- **WRITTEN TASK**: Report each line in the records below that contains the word "yellow", copying every such line in full.

- **RECORDS PROVIDED**:
- - - -

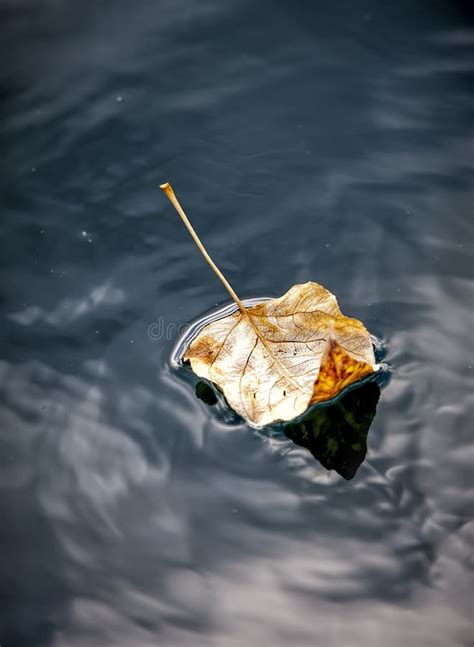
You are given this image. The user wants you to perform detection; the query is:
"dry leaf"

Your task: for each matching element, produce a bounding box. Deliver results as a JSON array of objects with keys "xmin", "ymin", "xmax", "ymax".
[
  {"xmin": 161, "ymin": 182, "xmax": 378, "ymax": 427},
  {"xmin": 184, "ymin": 282, "xmax": 376, "ymax": 427}
]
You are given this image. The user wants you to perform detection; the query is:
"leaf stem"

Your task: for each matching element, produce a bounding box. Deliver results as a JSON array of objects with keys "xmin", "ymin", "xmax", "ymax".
[
  {"xmin": 160, "ymin": 182, "xmax": 248, "ymax": 315},
  {"xmin": 160, "ymin": 182, "xmax": 300, "ymax": 389}
]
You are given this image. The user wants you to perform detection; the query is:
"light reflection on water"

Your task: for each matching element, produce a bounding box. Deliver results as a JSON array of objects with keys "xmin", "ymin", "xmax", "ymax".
[{"xmin": 0, "ymin": 0, "xmax": 474, "ymax": 647}]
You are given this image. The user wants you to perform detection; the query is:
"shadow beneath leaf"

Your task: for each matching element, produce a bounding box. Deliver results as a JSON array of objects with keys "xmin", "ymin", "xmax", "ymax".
[
  {"xmin": 196, "ymin": 381, "xmax": 380, "ymax": 480},
  {"xmin": 283, "ymin": 382, "xmax": 380, "ymax": 480}
]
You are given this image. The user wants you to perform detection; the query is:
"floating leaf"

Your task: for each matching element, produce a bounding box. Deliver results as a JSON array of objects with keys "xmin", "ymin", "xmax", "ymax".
[
  {"xmin": 283, "ymin": 382, "xmax": 380, "ymax": 480},
  {"xmin": 161, "ymin": 184, "xmax": 378, "ymax": 427}
]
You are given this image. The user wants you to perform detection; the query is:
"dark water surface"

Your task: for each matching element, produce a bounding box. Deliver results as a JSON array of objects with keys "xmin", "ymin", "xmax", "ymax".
[{"xmin": 0, "ymin": 0, "xmax": 474, "ymax": 647}]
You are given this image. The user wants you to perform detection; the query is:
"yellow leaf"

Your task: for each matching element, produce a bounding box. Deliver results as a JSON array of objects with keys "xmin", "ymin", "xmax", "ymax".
[
  {"xmin": 184, "ymin": 282, "xmax": 375, "ymax": 427},
  {"xmin": 161, "ymin": 183, "xmax": 377, "ymax": 427}
]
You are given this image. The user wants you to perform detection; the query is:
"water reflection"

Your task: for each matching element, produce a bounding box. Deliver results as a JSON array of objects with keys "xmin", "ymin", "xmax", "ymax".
[
  {"xmin": 284, "ymin": 382, "xmax": 380, "ymax": 480},
  {"xmin": 196, "ymin": 381, "xmax": 380, "ymax": 481}
]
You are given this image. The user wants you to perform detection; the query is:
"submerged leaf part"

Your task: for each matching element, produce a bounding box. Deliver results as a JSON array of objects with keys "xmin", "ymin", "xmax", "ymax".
[{"xmin": 184, "ymin": 282, "xmax": 377, "ymax": 427}]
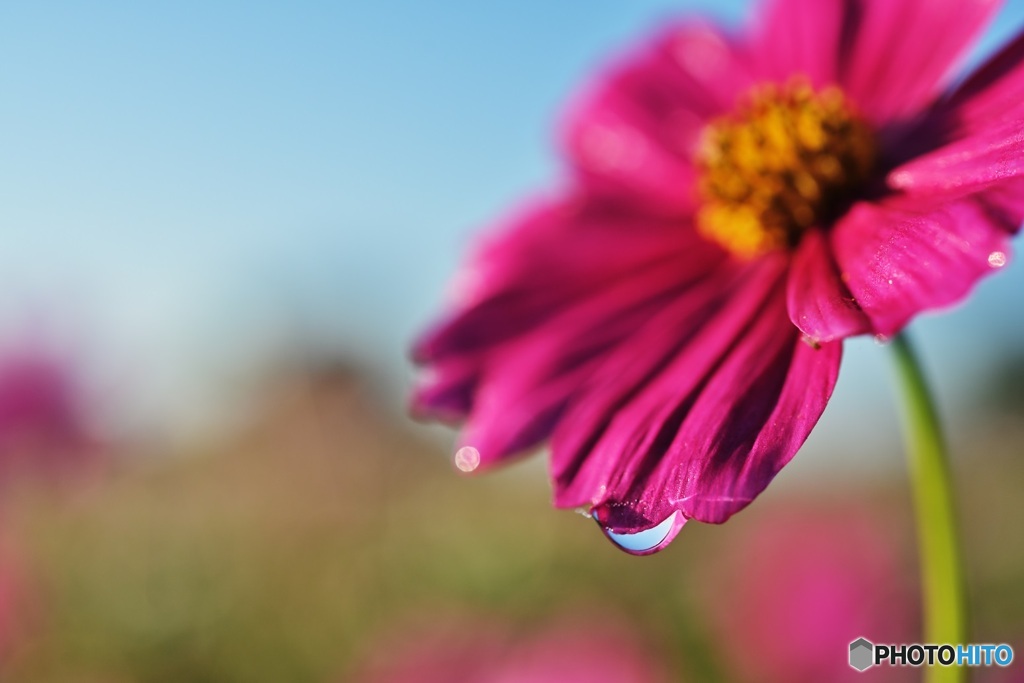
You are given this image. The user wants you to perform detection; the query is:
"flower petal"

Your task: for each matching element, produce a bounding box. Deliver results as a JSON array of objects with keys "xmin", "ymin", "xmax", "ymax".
[
  {"xmin": 829, "ymin": 0, "xmax": 1001, "ymax": 125},
  {"xmin": 831, "ymin": 194, "xmax": 1017, "ymax": 336},
  {"xmin": 553, "ymin": 253, "xmax": 840, "ymax": 533},
  {"xmin": 460, "ymin": 253, "xmax": 702, "ymax": 467},
  {"xmin": 413, "ymin": 194, "xmax": 725, "ymax": 469},
  {"xmin": 413, "ymin": 198, "xmax": 710, "ymax": 364},
  {"xmin": 563, "ymin": 23, "xmax": 752, "ymax": 214},
  {"xmin": 751, "ymin": 0, "xmax": 849, "ymax": 88},
  {"xmin": 887, "ymin": 117, "xmax": 1024, "ymax": 195},
  {"xmin": 786, "ymin": 229, "xmax": 871, "ymax": 342}
]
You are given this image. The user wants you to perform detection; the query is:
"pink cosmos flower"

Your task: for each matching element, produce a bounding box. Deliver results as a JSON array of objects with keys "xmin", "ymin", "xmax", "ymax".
[
  {"xmin": 413, "ymin": 0, "xmax": 1024, "ymax": 553},
  {"xmin": 0, "ymin": 348, "xmax": 98, "ymax": 483}
]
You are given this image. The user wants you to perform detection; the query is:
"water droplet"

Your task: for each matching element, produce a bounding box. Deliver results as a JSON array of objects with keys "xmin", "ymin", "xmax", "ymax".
[
  {"xmin": 594, "ymin": 510, "xmax": 686, "ymax": 555},
  {"xmin": 988, "ymin": 251, "xmax": 1007, "ymax": 268},
  {"xmin": 455, "ymin": 445, "xmax": 480, "ymax": 472}
]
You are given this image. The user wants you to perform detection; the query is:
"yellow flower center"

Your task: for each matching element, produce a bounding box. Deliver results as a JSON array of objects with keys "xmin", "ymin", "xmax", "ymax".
[{"xmin": 696, "ymin": 81, "xmax": 876, "ymax": 258}]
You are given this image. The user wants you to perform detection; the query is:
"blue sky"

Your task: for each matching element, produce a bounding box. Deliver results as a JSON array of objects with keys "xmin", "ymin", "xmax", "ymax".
[{"xmin": 0, "ymin": 0, "xmax": 1024, "ymax": 448}]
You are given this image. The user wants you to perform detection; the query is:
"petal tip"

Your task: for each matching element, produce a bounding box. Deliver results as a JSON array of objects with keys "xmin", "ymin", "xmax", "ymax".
[{"xmin": 593, "ymin": 508, "xmax": 686, "ymax": 555}]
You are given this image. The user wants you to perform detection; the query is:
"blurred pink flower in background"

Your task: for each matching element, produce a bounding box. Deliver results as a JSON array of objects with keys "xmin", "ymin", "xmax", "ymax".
[
  {"xmin": 346, "ymin": 618, "xmax": 670, "ymax": 683},
  {"xmin": 701, "ymin": 509, "xmax": 921, "ymax": 683},
  {"xmin": 413, "ymin": 0, "xmax": 1024, "ymax": 553},
  {"xmin": 0, "ymin": 345, "xmax": 99, "ymax": 483}
]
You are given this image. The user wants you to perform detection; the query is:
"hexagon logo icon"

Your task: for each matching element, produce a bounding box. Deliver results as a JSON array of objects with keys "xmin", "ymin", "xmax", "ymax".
[{"xmin": 850, "ymin": 638, "xmax": 874, "ymax": 671}]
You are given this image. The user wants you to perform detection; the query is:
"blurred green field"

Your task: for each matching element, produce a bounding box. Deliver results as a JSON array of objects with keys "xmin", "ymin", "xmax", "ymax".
[{"xmin": 2, "ymin": 360, "xmax": 1024, "ymax": 683}]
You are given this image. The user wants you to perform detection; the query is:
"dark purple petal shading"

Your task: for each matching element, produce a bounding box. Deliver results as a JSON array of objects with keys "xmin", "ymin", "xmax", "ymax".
[
  {"xmin": 413, "ymin": 194, "xmax": 725, "ymax": 469},
  {"xmin": 786, "ymin": 229, "xmax": 871, "ymax": 342},
  {"xmin": 831, "ymin": 195, "xmax": 1018, "ymax": 336},
  {"xmin": 839, "ymin": 0, "xmax": 1002, "ymax": 126},
  {"xmin": 552, "ymin": 253, "xmax": 840, "ymax": 533}
]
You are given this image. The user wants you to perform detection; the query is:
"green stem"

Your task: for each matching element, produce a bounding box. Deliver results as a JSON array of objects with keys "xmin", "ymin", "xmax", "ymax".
[{"xmin": 892, "ymin": 335, "xmax": 968, "ymax": 683}]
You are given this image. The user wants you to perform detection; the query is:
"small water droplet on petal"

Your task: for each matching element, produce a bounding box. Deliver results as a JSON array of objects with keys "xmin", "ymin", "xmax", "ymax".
[
  {"xmin": 455, "ymin": 445, "xmax": 480, "ymax": 472},
  {"xmin": 595, "ymin": 510, "xmax": 686, "ymax": 555}
]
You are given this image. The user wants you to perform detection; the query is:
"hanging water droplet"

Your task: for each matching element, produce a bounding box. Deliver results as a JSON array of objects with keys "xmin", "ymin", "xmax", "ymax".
[
  {"xmin": 594, "ymin": 510, "xmax": 686, "ymax": 555},
  {"xmin": 455, "ymin": 445, "xmax": 480, "ymax": 472},
  {"xmin": 988, "ymin": 251, "xmax": 1007, "ymax": 268}
]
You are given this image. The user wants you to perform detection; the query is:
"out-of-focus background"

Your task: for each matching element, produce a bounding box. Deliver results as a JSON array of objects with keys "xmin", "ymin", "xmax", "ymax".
[{"xmin": 0, "ymin": 0, "xmax": 1024, "ymax": 683}]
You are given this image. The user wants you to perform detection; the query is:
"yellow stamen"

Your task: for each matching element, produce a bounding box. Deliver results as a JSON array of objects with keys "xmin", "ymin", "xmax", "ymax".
[{"xmin": 697, "ymin": 80, "xmax": 876, "ymax": 258}]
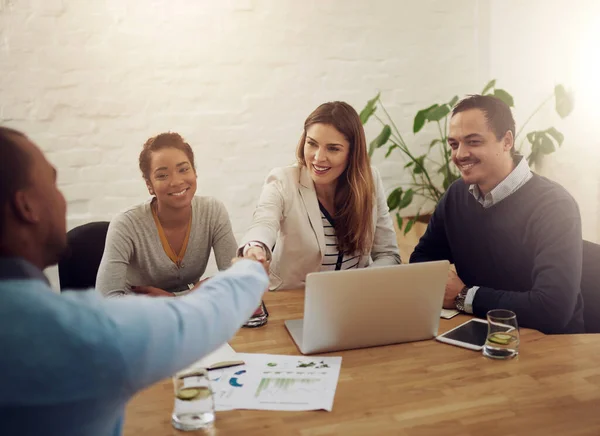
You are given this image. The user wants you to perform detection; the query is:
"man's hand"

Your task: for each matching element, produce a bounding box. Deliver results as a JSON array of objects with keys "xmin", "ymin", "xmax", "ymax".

- - - -

- **THE ANSWER**:
"yellow leaf"
"yellow flower center"
"yellow stamen"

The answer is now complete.